Records drawn from a dataset:
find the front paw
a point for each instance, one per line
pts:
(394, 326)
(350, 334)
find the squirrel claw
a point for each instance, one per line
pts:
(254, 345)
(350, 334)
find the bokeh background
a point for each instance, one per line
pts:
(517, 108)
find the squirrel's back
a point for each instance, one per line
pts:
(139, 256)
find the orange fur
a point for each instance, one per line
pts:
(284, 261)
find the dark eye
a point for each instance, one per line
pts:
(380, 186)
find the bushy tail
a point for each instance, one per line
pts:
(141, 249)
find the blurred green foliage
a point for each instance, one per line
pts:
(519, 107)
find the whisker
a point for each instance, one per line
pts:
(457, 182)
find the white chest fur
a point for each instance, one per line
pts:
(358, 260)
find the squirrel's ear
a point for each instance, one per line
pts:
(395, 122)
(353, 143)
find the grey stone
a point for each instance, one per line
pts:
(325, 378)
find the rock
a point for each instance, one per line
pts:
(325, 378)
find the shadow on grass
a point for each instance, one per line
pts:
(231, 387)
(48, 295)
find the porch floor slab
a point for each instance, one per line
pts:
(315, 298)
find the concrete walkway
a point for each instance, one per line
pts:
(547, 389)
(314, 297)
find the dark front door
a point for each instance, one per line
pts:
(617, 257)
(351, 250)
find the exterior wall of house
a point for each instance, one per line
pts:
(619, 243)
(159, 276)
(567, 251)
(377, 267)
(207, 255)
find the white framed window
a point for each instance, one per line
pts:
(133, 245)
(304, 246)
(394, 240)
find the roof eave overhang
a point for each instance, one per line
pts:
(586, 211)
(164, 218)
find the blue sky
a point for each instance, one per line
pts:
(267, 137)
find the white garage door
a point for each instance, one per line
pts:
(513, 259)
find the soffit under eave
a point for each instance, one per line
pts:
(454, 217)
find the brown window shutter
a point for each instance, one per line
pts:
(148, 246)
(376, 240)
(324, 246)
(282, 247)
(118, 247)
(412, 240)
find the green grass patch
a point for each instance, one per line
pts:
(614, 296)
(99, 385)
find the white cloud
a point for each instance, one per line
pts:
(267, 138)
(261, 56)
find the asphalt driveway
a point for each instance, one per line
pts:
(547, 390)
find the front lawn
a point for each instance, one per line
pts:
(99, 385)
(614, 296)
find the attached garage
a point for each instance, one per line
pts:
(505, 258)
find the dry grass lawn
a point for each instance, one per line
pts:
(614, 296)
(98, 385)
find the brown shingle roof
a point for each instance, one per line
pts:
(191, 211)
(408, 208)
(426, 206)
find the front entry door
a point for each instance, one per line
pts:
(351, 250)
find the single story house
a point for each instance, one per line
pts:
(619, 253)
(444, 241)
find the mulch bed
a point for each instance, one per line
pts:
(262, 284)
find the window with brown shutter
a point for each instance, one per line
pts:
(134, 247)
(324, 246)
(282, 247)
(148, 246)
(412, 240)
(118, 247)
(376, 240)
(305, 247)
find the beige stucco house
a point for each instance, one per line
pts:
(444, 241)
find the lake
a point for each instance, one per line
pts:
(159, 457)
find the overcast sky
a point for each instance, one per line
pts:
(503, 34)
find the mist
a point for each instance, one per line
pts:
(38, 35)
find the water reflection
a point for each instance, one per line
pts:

**Task to complete:**
Tally the lines above in which the string "green" occurs, and give the total with nothing added.

**Response:**
2